• _Source_:
———

The announcement that salmon restoration in California could lead to
salmon and steelhead once again swimming the Upper Sacramento River above Lake Shasta caught pretty much everyone by surprise.
And while the idea is an interesting one, actual implementation faces a lot of hurdles - not the least of which is the 602' high Shasta Dam. In fact, transporting fish over the dam and then back down (of the two, back down might be harder) could relegate this project to has-been status - except that the fisheries people don't see many alternatives.
Underground Fave water journalist Matt Weiser wrote this article about the project, where he notes the issues, but also pens several telling passages (both key passages bolded below):
Restoring fisheries above Folsom, Shasta dams faces high hurdles | Sacramento BeeThe Sacramento was the only river in western North America with four salmon runs. They numbered in the millions – so numerous that American Indians and settlers could catch a salmon dinner with their bare hands. Now one run is gone, and two are endangered. The fourth could join them soon.
Restoring a fragment of that spectacle to the Central Valley is the goal of rules proposed by the National Marine Fisheries Service. The service wants, among other things, restoration of winter- and spring-run salmon above Shasta Dam on the Sacramento River, and steelhead above Folsom Dam on the American River.
Combined, the fish transit order is considered the biggest of its kind in U.S. history.
...
"It's pretty substantial, the amount of work that's required," said Mike Chotkowski, regional environmental officer at the U.S. Bureau of Reclamation, which operates the dams. "We still haven't even determined whether it's feasible."
The fisheries service says that without restoring access upstream, it's likely the three fish species will go extinct. Climate change means it will be harder to maintain cold-water habitat below the dams, so they must have access to better habitat.
"The fish are at that jeopardy point where it's important for us to take immediate steps," said Howard Brown, Sacramento River basin chief for the fisheries service.

———

• _Entries shown_:
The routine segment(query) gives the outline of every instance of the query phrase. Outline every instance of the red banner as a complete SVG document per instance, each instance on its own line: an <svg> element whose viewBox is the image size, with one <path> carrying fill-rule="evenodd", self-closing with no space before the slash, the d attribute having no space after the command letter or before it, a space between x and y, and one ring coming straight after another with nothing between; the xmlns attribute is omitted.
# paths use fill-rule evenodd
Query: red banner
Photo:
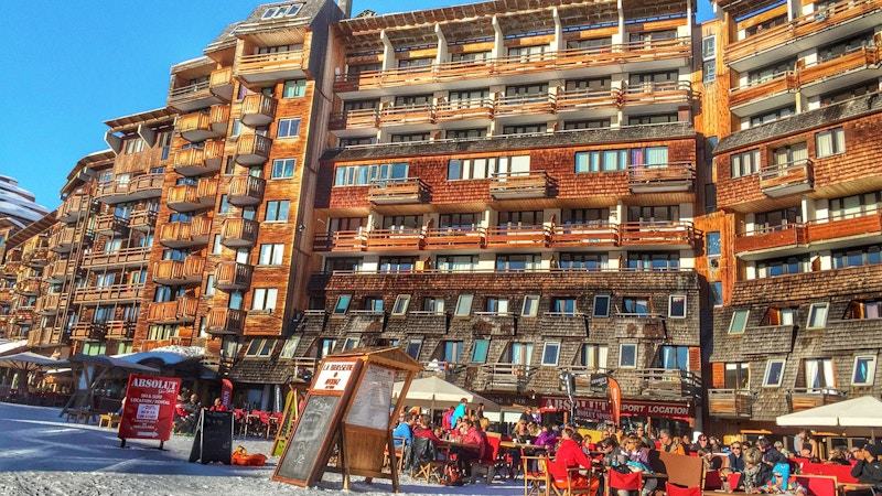
<svg viewBox="0 0 882 496"><path fill-rule="evenodd" d="M180 389L181 379L174 377L130 375L126 407L119 422L119 439L168 441Z"/></svg>
<svg viewBox="0 0 882 496"><path fill-rule="evenodd" d="M220 403L229 411L233 403L233 382L229 379L220 380Z"/></svg>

———

• _Instruction_: Write out the salmon restoration post verbatim between "Combined, the fish" and "to better habitat.", inclusive. You won't need the listing.

• _Exercise output_:
Combined, the fish transit order is considered the biggest of its kind in U.S. history.
...
"It's pretty substantial, the amount of work that's required," said Mike Chotkowski, regional environmental officer at the U.S. Bureau of Reclamation, which operates the dams. "We still haven't even determined whether it's feasible."
The fisheries service says that without restoring access upstream, it's likely the three fish species will go extinct. Climate change means it will be harder to maintain cold-water habitat below the dams, so they must have access to better habitat.